_Article_:
· · · ·

# Mind of a Chef (And Other Good Shows/Movies)



## ShadowyFox (Dec 10, 2014)

So, I'm watching the first season of Mind of a Chef (a great PBS series), and the way the chef reacts to all these food things, all these restaurants, and meeting farmers and alcohol makers...there's not a way I can explain it, except that it makes sense to me on a deep level. I'm the kind of person that goes into a restaurant like these folks do.

Another piece that I love is the movie Chef. I showed that to people, and the biggest thing I was asked was "is this how you view food? Is this the way chefs are?" I'm not a chef, but it helped people understand me.

Are there any movies, TV shows, etc that you like for how they portray food? For the same excitement these people feel for food that you do? And what do you think about the two things I mentioned?


----------



## CoqaVin (Dec 10, 2014)

Boiling point Gordon Ramsey's original show on PBS


----------



## ramenlegend (Dec 10, 2014)

if you're going to watch boiling point, you might as watch the Marco Pierre White episodes from Harvey's on youtube(Marco cooks for Pierre Koffman, Albert etc). White Heat days, so great


----------



## ShadowyFox (Dec 10, 2014)

Does anyone remember an old show called Great Chefs? It was like Great Chefs of America, Great Chefs of the West, Great Chefs of the World? Those were some good ones.

I'm guessing some folks here like the movie Chef?


----------



## Zwiefel (Dec 10, 2014)

ShadowyFox said:


> Does anyone remember an old show called Great Chefs? It was like Great Chefs of America, Great Chefs of the West, Great Chefs of the World? Those were some good ones.
> 
> I'm guessing some folks here like the movie Chef?



I used to love that show...I found a Roku channel that streams them all for free and rewatched some of them. Wow...the industry of food prep entertainment has come a long way. That show feels weak in several respects now.

· · · ·

_What the exercise asks_: Summarize the forum thread about Mind of a Chef in two sentences.

_Part of a data file_:
· · · ·

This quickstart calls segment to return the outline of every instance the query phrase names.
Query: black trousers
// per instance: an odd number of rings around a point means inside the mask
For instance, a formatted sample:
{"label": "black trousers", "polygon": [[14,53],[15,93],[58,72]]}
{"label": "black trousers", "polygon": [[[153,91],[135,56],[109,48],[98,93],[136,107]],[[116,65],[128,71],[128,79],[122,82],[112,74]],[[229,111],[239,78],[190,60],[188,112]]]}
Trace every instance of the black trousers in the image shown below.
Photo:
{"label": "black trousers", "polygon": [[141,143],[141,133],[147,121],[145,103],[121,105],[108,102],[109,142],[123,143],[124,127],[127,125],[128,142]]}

· · · ·

_Answer to the exercise_: ShadowyFox says that the PBS series Mind of a Chef and the movie Chef capture how they feel about food on a deep level, and asks others for movies or TV shows they like for how they portray food. Replies recommend Boiling Point and the Marco Pierre White episodes from Harvey's on YouTube, and Zwiefel, answering ShadowyFox's question about the old show Great Chefs, says they loved it and recently rewatched some episodes but find it weak in several respects now.